**** Recorded data
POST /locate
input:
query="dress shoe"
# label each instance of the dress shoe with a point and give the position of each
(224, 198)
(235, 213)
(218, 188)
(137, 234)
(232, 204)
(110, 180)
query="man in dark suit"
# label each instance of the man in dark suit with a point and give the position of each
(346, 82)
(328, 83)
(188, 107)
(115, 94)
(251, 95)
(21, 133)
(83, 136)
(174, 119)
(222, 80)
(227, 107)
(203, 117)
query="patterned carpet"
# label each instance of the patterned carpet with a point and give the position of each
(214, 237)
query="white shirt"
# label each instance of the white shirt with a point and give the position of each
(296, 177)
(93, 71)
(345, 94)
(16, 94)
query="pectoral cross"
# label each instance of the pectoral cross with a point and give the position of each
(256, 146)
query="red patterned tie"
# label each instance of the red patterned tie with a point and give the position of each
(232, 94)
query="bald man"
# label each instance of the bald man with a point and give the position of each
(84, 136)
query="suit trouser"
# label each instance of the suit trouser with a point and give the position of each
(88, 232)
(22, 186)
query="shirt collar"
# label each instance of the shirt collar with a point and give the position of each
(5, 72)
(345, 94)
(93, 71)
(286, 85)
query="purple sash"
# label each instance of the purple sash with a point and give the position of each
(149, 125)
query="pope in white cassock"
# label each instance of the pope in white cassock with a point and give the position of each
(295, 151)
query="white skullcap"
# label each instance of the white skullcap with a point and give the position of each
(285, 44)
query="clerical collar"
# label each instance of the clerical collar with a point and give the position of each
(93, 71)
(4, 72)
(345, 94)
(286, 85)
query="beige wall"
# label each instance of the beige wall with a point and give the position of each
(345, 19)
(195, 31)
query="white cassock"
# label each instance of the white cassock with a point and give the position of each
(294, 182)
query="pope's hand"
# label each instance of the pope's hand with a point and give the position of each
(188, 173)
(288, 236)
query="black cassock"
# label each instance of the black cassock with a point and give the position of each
********
**** Recorded data
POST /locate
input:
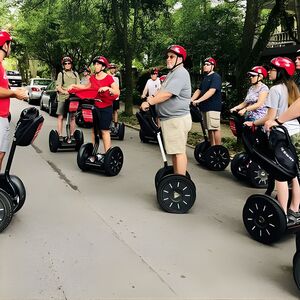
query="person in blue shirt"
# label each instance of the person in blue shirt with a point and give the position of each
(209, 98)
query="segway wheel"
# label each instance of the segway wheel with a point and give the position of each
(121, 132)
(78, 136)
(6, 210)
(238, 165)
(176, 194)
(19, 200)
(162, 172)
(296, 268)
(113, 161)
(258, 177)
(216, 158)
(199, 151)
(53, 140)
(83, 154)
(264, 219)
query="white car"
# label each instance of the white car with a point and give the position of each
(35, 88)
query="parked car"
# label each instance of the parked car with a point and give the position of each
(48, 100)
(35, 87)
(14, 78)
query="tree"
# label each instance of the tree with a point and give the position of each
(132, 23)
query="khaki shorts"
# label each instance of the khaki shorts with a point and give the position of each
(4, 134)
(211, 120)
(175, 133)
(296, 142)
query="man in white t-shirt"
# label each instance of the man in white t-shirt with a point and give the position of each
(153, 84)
********
Exercise => Extract each line from the items above that contains the word "carpet". Case counts.

Solution =>
query="patterned carpet"
# label each instance of the patterned carpet with a point and give the position of each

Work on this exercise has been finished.